[[ Data for review open ]]

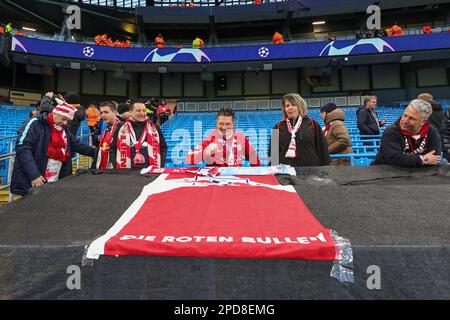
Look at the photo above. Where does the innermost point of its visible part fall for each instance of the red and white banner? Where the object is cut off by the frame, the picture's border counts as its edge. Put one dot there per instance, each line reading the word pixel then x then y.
pixel 222 217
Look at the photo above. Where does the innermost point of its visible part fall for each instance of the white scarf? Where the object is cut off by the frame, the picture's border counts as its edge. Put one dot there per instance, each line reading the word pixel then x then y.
pixel 292 151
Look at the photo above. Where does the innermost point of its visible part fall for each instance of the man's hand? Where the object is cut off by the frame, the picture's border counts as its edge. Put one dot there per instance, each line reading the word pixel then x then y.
pixel 210 154
pixel 431 159
pixel 39 181
pixel 50 95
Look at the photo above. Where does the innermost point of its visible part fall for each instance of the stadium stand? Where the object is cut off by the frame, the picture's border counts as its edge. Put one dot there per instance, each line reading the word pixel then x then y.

[[ Data for review closed ]]

▶ **Exercise instructions**
Return only those lines that run from the one containing "of the man's" through the end of the entries, keeping each exactly as written.

▶ **Response to the exercise**
Look at the photo above. Where does the innermost point of its visible part fall for each instance of the man's hand? Where the object is cut off by the frame, the picture's border counts as its edge. Put one dot there per instance, each line reading the word pixel then x then y.
pixel 210 154
pixel 431 159
pixel 39 181
pixel 50 95
Look at the photo above. Where does the innermost point of its visible part fall for each instance of the stadium stand? Where the object is cut off by the frame, the picture's border counts as its edge. Put one dot there per instance, each line reading the word pixel then x then y.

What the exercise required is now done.